WHAT YOU ARE ASKED TO DO => Locate each line in the rows below that contains the word "rugby", and copy all of those lines in full.

Dataset rows:

--- Begin ---

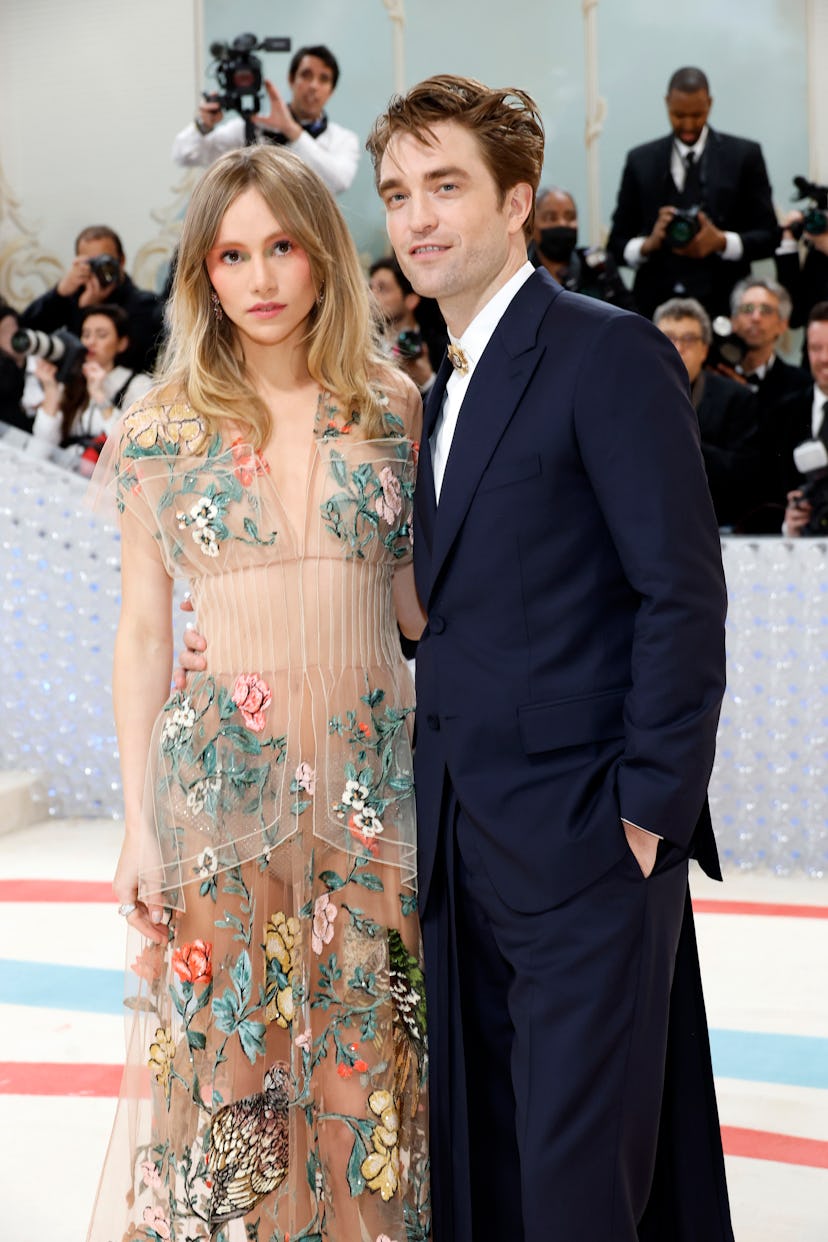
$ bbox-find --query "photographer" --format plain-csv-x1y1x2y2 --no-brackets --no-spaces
529,186,634,311
173,44,360,194
20,225,164,371
369,255,448,397
780,302,828,538
32,304,153,473
607,67,778,317
776,176,828,328
653,298,759,529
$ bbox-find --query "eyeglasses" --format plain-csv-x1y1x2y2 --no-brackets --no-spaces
739,302,780,317
664,332,704,345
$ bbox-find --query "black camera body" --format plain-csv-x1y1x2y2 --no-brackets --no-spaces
791,176,828,241
204,34,290,117
11,328,86,384
664,206,701,250
87,255,120,289
394,328,422,359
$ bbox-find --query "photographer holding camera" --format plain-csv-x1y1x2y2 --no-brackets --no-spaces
173,43,360,194
19,225,164,371
369,255,448,400
529,186,634,311
776,176,828,328
607,67,778,318
780,302,828,539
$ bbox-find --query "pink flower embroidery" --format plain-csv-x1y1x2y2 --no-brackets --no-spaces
140,1160,161,1190
294,764,317,797
173,940,212,984
144,1207,170,1238
374,466,402,525
310,893,339,954
230,437,271,487
233,673,272,733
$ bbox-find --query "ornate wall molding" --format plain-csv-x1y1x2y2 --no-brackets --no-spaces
0,164,63,311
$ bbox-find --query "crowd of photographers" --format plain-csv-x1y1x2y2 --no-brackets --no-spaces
0,48,828,537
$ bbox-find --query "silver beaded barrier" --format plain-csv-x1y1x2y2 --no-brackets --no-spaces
0,443,828,876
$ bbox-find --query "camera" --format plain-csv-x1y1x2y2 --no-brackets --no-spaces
706,314,749,368
204,34,290,117
11,327,86,384
664,207,701,250
87,255,120,289
394,328,422,359
791,176,828,241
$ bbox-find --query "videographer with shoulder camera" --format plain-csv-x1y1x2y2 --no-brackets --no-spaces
19,225,164,371
780,302,828,539
173,35,360,194
607,67,778,318
529,186,636,311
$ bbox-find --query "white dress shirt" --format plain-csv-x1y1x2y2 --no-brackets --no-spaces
430,261,535,501
624,125,745,268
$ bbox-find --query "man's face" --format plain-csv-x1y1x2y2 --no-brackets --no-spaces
370,267,408,324
658,315,708,384
808,322,828,396
380,120,531,334
664,91,713,147
534,190,578,242
730,284,788,350
289,56,334,120
76,237,124,299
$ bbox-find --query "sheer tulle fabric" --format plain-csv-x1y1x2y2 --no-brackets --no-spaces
89,395,430,1242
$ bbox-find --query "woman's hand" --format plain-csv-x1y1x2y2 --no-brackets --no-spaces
112,831,169,944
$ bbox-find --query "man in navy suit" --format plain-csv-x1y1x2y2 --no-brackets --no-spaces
607,67,780,318
369,76,732,1242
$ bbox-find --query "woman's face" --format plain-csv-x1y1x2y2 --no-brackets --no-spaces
81,314,127,371
206,188,317,359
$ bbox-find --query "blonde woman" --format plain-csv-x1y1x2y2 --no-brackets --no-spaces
89,147,430,1242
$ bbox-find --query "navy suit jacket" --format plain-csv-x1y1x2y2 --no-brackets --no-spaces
415,271,725,910
607,129,780,318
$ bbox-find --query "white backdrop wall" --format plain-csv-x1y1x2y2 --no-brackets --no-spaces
0,0,828,303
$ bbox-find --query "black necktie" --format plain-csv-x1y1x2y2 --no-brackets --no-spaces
684,150,701,206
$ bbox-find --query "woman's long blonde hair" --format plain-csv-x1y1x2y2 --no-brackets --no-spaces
163,145,397,448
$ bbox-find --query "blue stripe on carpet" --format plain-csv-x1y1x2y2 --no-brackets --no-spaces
710,1030,828,1088
0,959,124,1013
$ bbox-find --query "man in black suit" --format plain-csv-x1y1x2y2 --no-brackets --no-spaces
777,302,828,539
653,298,758,527
608,68,778,317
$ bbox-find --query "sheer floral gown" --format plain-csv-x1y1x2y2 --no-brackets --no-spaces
89,394,430,1242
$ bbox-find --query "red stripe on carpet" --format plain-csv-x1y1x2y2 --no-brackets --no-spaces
0,1061,123,1098
693,897,828,919
0,879,117,905
721,1125,828,1169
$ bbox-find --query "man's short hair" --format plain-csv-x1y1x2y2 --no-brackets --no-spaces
288,43,339,91
365,73,544,236
653,298,713,345
74,225,124,260
730,276,793,319
367,255,420,298
667,65,710,94
808,302,828,325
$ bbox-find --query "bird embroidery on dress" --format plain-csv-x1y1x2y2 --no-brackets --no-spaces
389,928,426,1117
207,1061,290,1231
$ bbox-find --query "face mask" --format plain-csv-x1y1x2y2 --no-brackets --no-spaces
538,225,578,263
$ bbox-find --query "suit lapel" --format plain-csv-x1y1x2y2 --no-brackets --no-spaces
428,270,561,592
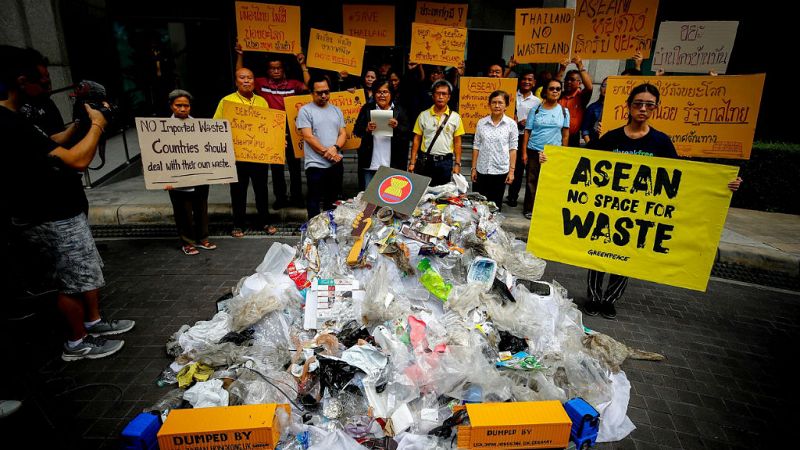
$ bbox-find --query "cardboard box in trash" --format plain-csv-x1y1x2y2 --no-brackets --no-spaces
457,400,572,449
158,403,291,450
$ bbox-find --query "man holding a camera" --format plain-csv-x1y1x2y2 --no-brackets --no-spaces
0,45,134,361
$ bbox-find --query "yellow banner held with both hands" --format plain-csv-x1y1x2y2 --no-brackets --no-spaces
222,101,286,164
528,146,738,291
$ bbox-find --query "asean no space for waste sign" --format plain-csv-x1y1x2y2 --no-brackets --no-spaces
364,167,431,216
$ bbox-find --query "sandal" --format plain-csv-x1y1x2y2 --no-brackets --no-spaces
195,239,217,250
181,244,200,256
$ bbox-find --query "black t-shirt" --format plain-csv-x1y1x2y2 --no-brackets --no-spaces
0,106,88,223
18,97,64,136
588,127,678,158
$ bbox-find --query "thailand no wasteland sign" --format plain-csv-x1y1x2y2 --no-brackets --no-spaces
364,167,431,215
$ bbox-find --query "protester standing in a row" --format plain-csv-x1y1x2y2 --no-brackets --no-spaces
472,91,519,210
167,89,217,255
408,80,464,186
297,77,347,219
214,67,278,238
353,79,411,191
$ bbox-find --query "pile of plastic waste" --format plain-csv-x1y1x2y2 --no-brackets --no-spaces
153,175,664,450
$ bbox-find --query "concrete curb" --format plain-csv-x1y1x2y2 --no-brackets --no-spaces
716,242,800,277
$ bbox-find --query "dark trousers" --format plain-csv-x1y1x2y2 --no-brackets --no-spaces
169,184,208,244
270,141,303,202
231,161,269,229
306,161,344,220
475,172,508,210
522,150,542,213
506,135,525,201
414,152,453,186
586,269,628,303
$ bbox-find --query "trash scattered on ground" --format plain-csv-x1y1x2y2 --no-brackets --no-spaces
139,176,663,450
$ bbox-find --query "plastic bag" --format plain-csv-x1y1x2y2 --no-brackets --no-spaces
256,242,295,274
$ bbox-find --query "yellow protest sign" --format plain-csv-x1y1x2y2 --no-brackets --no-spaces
284,89,366,158
236,2,301,55
528,146,738,291
414,2,467,28
410,22,467,66
222,101,286,164
458,77,517,133
602,73,764,159
514,8,575,63
342,5,394,47
572,0,658,60
308,28,367,76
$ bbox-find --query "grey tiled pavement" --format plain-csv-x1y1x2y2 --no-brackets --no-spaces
0,238,800,449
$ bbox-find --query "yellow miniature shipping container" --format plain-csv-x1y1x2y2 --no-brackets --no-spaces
457,400,572,449
158,403,291,450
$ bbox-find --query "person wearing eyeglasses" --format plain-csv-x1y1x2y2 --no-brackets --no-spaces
583,83,742,319
353,79,411,191
522,78,570,219
297,75,347,219
558,55,593,147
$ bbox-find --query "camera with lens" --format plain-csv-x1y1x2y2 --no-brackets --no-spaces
70,80,118,131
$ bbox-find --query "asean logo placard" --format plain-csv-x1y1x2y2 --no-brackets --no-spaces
378,175,414,205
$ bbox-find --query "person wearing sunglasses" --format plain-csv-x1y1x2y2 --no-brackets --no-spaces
583,83,742,319
522,78,570,219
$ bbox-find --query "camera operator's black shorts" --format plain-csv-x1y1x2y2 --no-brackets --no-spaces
15,213,106,294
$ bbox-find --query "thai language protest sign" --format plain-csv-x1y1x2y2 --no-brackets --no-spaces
602,74,764,159
136,117,237,189
308,28,367,76
458,77,517,133
572,0,658,60
652,22,739,73
410,22,467,66
236,2,301,55
514,8,575,63
528,146,738,291
342,5,394,47
284,89,366,158
414,2,467,28
222,101,286,164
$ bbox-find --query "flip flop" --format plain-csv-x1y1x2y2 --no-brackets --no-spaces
195,239,217,250
181,244,200,256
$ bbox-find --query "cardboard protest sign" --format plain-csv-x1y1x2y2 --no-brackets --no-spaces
528,146,738,291
284,89,366,158
136,117,238,189
414,2,467,28
236,2,301,55
458,77,517,133
602,74,764,159
307,28,367,76
342,5,394,47
652,22,739,73
362,167,431,216
222,101,286,164
410,22,467,66
514,8,575,63
572,0,658,60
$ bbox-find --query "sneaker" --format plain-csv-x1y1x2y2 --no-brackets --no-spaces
583,300,601,316
600,302,617,319
61,334,125,361
86,319,136,337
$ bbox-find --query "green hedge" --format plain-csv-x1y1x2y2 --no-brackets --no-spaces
708,142,800,214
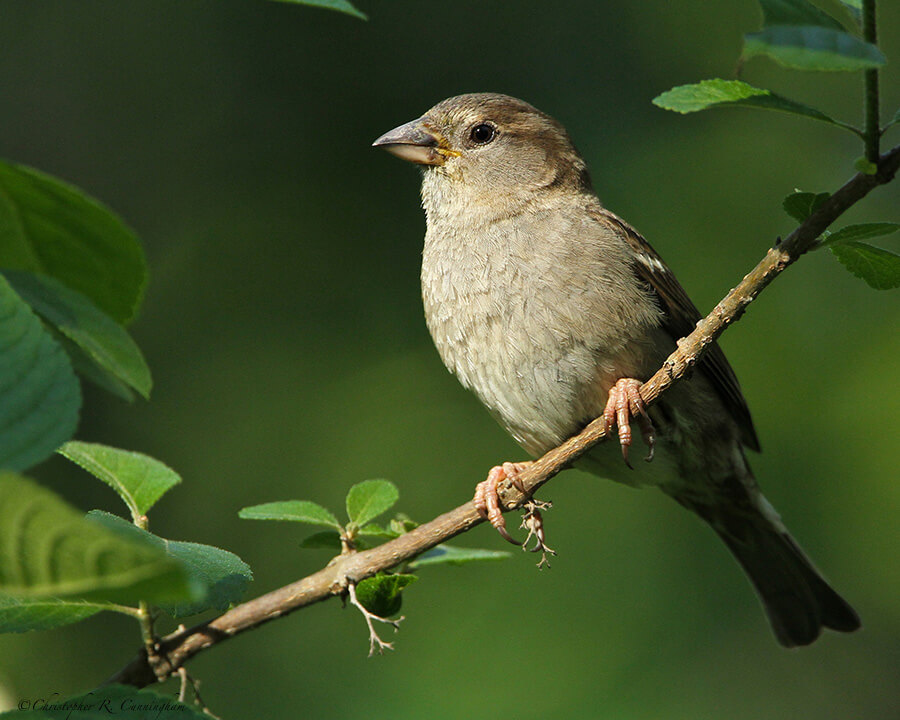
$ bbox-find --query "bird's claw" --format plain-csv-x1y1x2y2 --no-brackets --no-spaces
521,498,556,568
473,462,531,545
347,582,404,657
603,378,656,470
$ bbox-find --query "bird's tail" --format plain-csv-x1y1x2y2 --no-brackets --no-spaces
694,495,860,647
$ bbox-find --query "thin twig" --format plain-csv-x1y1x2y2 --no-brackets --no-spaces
862,0,881,163
108,145,900,687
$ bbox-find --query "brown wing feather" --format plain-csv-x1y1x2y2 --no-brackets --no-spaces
597,209,760,451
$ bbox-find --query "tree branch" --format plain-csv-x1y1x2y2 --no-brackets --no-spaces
108,145,900,687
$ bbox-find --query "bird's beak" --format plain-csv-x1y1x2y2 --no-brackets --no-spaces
372,118,458,165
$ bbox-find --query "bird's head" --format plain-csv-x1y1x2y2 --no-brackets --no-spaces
372,93,590,214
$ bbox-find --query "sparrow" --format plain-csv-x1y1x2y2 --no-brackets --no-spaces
373,93,860,647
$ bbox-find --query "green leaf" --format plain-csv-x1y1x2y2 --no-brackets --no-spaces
853,155,878,175
54,324,135,402
268,0,369,20
356,573,418,617
356,523,398,538
653,78,847,127
0,473,197,604
759,0,843,30
388,513,419,536
238,500,344,531
781,190,831,222
822,223,900,245
409,545,512,570
0,593,114,633
3,270,152,398
0,162,147,323
0,276,81,470
88,510,253,618
831,242,900,290
300,530,341,552
58,440,181,520
347,480,400,527
0,685,210,720
743,25,887,71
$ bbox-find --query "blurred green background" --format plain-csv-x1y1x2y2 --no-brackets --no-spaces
0,0,900,720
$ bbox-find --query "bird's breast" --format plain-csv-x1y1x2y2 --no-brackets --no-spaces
422,210,660,454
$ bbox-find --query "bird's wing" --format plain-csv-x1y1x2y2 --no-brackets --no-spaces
595,209,760,451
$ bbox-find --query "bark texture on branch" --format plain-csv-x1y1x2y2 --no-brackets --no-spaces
108,145,900,687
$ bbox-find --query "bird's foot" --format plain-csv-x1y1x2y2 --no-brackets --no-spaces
603,378,656,470
347,582,404,657
522,498,556,569
473,461,531,545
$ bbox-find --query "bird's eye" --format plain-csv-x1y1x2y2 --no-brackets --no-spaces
469,123,497,145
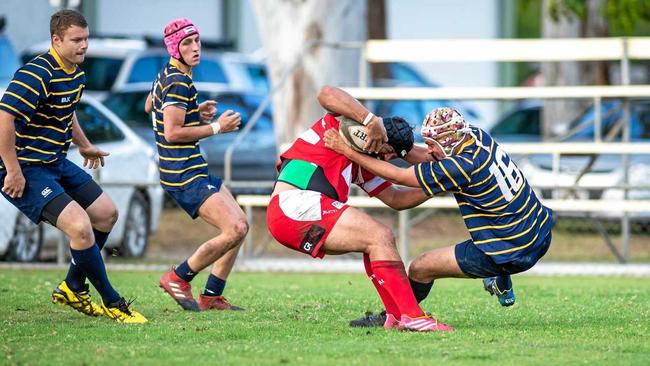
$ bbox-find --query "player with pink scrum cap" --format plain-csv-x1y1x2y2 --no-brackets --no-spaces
145,18,248,311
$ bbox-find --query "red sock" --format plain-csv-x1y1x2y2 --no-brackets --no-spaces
363,254,402,319
370,261,424,319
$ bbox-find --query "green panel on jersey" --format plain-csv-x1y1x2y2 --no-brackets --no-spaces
278,160,318,189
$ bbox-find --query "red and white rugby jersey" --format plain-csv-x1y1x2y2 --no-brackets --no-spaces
277,113,392,202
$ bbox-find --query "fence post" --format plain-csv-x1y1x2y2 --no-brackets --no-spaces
56,231,67,265
243,205,253,259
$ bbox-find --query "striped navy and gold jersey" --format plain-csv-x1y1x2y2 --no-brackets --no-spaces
0,48,86,169
415,127,553,263
151,59,208,190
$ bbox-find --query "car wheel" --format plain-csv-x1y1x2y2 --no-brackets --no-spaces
120,191,149,258
6,214,43,262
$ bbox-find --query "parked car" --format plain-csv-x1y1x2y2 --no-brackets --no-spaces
0,26,20,87
104,84,277,193
490,100,650,221
22,37,268,100
0,90,163,262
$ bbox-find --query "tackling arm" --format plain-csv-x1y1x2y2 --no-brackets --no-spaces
318,85,388,152
325,129,420,187
376,186,429,210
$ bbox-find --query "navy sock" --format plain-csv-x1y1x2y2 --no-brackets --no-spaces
203,273,226,296
65,229,109,292
70,245,120,305
497,275,512,292
174,261,199,282
409,278,433,304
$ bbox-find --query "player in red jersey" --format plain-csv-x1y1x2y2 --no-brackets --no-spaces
267,86,453,331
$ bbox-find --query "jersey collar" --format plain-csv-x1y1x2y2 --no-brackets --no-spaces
48,47,77,74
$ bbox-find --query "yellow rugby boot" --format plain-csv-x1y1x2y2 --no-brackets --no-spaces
52,281,104,316
102,297,148,324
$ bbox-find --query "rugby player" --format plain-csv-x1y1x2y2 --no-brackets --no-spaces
145,18,248,311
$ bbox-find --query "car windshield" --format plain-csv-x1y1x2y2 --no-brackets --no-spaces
127,55,228,84
566,100,650,141
0,36,20,85
79,56,124,91
104,91,151,127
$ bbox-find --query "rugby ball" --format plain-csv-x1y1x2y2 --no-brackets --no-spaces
339,117,368,152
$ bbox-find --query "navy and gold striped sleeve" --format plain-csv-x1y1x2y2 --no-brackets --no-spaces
415,155,473,196
160,74,196,109
0,62,52,122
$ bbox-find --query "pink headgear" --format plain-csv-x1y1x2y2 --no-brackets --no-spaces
164,18,199,60
420,107,471,156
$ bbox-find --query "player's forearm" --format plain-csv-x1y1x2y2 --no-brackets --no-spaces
404,145,433,165
318,85,369,123
165,124,214,144
0,111,20,172
72,115,91,147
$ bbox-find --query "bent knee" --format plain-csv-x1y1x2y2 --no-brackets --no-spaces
408,255,428,279
224,218,248,246
65,220,93,243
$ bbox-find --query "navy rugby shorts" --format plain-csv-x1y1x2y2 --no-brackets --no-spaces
455,232,551,278
165,174,221,219
0,159,95,224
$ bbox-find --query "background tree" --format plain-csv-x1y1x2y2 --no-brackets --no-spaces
252,0,367,145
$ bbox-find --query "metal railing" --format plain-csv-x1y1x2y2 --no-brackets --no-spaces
225,38,650,262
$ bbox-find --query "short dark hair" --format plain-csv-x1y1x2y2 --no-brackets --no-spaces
50,9,88,38
382,117,414,158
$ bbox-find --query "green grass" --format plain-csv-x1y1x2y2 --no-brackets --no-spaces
0,270,650,365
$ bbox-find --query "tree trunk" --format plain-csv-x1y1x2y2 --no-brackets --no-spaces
368,0,390,80
542,0,609,138
252,0,367,146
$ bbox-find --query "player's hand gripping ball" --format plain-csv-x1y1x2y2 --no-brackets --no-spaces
339,116,368,153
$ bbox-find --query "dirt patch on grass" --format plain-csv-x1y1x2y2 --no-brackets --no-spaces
147,208,650,262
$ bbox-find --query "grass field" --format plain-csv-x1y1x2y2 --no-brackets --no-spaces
0,270,650,365
147,209,650,263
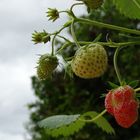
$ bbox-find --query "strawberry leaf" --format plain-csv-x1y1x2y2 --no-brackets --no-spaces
108,81,119,89
39,114,85,137
113,0,140,19
82,111,115,134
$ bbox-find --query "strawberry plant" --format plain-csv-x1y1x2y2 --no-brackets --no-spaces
32,0,140,137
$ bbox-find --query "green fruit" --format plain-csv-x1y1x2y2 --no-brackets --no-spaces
71,44,108,79
37,54,58,80
83,0,103,9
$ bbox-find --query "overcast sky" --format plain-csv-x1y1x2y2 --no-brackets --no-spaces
0,0,86,140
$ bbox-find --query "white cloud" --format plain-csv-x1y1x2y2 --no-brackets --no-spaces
0,132,23,140
0,0,86,140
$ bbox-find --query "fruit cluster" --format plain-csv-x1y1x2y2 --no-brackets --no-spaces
32,0,140,133
105,85,139,128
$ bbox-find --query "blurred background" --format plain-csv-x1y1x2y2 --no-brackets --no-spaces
0,0,140,140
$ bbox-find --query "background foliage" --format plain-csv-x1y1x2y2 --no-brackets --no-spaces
27,0,140,140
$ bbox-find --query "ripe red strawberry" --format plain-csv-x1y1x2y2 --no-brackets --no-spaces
105,85,139,128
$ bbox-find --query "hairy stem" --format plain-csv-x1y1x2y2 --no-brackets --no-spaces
135,87,140,92
75,18,140,35
113,47,122,85
81,109,107,123
71,20,80,47
52,26,66,55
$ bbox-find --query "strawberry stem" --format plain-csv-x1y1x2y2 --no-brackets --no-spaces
52,26,66,56
75,18,140,35
135,87,140,92
80,109,107,123
71,19,80,47
113,47,122,85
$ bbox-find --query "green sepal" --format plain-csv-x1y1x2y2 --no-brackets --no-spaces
128,80,140,88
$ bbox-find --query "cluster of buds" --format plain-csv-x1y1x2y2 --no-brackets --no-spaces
78,0,103,9
47,8,59,22
32,30,50,44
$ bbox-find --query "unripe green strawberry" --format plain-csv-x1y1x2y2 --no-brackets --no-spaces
71,44,108,79
82,0,103,9
37,54,58,80
105,85,139,128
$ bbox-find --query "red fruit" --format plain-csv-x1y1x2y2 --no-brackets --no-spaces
105,85,139,128
105,91,114,115
114,100,138,128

--- End ---

TASK RESULT =>
$ bbox-find --query "red and white rugby jersey" --format plain-csv-x1y1x2y2 --no-brackets --no-spaces
$ bbox-find --query "yellow rugby boot" --format plain-csv-x1y1x2y2 --no-brackets --no-spaces
$ bbox-find --query "rugby player" --format plain-csv-x1y1x2y2 --no-brackets --no-spaces
$ bbox-find --query "rugby ball" --format plain-csv-x1y1x2y2 --no-brackets --no-spaces
$ bbox-find --query "navy rugby shorts" --format plain-csv-x1y1x2y2 --no-brackets --no-spaces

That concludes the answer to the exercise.